#### Requirement
Retype the lines of the records below without any change, starting with the line that contains "negative clicks: (479, 191)" and going on through the end of the records.

[Source records]
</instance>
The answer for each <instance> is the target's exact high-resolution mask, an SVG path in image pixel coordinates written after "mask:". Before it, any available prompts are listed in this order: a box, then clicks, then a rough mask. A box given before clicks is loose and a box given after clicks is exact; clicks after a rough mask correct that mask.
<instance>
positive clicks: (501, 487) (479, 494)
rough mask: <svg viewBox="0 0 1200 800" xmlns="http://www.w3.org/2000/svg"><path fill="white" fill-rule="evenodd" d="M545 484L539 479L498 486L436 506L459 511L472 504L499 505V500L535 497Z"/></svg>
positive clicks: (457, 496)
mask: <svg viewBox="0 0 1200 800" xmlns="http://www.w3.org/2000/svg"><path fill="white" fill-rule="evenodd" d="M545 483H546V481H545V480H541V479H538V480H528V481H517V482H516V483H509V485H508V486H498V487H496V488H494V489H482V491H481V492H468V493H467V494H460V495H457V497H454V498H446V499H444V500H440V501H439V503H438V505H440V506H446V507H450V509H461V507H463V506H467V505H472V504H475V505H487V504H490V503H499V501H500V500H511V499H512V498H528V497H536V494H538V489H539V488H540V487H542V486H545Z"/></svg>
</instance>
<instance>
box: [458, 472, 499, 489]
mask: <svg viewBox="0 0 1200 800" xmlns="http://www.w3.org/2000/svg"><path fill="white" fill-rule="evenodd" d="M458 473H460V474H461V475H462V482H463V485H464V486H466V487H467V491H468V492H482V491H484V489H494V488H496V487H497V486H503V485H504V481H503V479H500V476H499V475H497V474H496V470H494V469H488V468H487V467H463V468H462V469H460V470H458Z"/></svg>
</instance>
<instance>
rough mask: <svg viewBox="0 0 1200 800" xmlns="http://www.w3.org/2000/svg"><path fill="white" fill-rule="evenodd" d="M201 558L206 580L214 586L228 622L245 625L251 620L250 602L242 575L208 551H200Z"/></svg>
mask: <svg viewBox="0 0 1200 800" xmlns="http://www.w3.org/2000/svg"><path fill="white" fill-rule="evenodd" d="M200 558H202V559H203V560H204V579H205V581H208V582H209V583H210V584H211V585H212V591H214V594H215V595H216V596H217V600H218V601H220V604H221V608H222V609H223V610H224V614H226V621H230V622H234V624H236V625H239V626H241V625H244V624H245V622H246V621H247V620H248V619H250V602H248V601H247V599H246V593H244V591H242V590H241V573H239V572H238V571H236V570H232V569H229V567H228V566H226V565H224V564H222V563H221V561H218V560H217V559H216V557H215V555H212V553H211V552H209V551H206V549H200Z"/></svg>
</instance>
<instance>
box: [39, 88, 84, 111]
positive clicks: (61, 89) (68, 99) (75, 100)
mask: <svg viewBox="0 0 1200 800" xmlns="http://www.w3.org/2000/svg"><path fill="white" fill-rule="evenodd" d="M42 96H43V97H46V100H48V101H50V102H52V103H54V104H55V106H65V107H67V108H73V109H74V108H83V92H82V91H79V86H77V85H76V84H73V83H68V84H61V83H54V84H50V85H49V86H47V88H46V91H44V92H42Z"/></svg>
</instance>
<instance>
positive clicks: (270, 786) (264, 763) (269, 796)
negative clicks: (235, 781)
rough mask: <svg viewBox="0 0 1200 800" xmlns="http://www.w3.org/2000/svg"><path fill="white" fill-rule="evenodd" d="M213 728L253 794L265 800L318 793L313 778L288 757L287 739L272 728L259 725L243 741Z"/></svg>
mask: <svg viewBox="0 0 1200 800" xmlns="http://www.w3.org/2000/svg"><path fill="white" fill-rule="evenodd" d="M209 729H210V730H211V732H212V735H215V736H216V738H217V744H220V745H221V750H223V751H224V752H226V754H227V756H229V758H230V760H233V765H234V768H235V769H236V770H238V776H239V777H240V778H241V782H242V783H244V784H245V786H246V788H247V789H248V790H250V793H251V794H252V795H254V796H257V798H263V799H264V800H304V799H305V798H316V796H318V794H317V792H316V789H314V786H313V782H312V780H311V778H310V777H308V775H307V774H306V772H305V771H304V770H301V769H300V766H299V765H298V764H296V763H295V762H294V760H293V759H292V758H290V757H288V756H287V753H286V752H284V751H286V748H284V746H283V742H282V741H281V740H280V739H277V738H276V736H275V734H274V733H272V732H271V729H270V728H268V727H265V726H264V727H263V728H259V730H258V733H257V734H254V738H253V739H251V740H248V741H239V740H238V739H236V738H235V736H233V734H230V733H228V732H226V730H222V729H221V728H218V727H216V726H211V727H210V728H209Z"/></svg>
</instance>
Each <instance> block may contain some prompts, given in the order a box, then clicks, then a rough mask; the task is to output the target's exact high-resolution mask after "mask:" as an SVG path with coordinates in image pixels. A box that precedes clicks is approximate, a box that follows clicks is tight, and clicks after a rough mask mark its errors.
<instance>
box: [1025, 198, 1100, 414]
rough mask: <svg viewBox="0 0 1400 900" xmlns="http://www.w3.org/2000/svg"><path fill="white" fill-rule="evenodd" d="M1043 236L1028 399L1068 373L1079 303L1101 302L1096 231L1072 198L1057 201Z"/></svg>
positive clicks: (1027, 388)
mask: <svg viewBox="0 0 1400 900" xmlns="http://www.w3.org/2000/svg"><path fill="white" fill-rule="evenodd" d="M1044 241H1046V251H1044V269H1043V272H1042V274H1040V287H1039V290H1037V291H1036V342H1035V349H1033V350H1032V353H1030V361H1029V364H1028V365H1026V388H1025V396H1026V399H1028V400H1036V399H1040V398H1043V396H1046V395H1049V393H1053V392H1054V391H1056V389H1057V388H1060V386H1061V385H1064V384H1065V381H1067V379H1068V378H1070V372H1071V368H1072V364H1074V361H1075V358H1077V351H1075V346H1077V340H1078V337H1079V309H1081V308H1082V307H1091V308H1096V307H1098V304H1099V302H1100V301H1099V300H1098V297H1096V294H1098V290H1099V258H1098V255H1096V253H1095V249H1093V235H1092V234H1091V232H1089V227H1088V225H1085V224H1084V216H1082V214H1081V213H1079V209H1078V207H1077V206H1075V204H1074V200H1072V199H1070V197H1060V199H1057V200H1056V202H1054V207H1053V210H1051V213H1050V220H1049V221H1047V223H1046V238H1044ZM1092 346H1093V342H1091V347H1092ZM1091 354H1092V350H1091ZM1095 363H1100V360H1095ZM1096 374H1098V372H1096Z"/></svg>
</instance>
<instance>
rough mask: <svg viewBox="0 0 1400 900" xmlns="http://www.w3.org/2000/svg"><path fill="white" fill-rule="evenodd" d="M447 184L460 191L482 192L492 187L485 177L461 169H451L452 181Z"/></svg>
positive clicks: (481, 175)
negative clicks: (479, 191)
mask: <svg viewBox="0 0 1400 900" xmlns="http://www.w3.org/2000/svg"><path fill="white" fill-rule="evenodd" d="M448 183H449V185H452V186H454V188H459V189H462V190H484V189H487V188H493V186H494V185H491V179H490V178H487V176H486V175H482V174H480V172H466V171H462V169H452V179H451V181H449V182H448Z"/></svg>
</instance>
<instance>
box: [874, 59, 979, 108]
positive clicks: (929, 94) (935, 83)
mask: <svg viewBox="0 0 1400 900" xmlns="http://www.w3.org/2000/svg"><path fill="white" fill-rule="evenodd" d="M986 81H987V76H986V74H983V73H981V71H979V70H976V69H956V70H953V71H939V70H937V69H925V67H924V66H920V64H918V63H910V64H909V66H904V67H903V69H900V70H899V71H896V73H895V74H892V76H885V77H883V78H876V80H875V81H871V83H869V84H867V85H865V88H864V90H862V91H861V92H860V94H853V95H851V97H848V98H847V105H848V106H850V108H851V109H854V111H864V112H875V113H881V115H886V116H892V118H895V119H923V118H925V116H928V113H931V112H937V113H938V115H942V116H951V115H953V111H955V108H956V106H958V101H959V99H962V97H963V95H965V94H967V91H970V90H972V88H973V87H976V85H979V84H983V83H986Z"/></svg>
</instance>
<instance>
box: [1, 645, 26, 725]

#### Solution
negative clicks: (479, 191)
mask: <svg viewBox="0 0 1400 900" xmlns="http://www.w3.org/2000/svg"><path fill="white" fill-rule="evenodd" d="M448 183H449V185H452V186H454V188H459V189H462V190H484V189H487V188H493V186H494V185H491V179H490V178H487V176H486V175H482V174H480V172H466V171H462V169H452V179H451V181H449V182H448Z"/></svg>
</instance>
<instance>
box: [874, 59, 979, 108]
positive clicks: (929, 94) (935, 83)
mask: <svg viewBox="0 0 1400 900" xmlns="http://www.w3.org/2000/svg"><path fill="white" fill-rule="evenodd" d="M986 81H987V76H986V74H983V73H981V71H979V70H976V69H956V70H953V71H939V70H937V69H925V67H924V66H920V64H918V63H910V64H909V66H904V67H903V69H900V70H899V71H896V73H895V74H892V76H885V77H883V78H876V80H875V81H871V83H869V84H867V85H865V88H864V90H862V91H861V92H860V94H853V95H851V97H848V98H847V105H848V106H850V108H851V109H854V111H864V112H875V113H881V115H886V116H892V118H895V119H923V118H925V116H928V113H931V112H937V113H938V115H942V116H951V115H953V111H955V108H956V106H958V101H959V99H962V97H963V95H965V94H967V91H970V90H972V88H973V87H976V85H979V84H983V83H986Z"/></svg>
</instance>
<instance>
box: [1, 645, 26, 725]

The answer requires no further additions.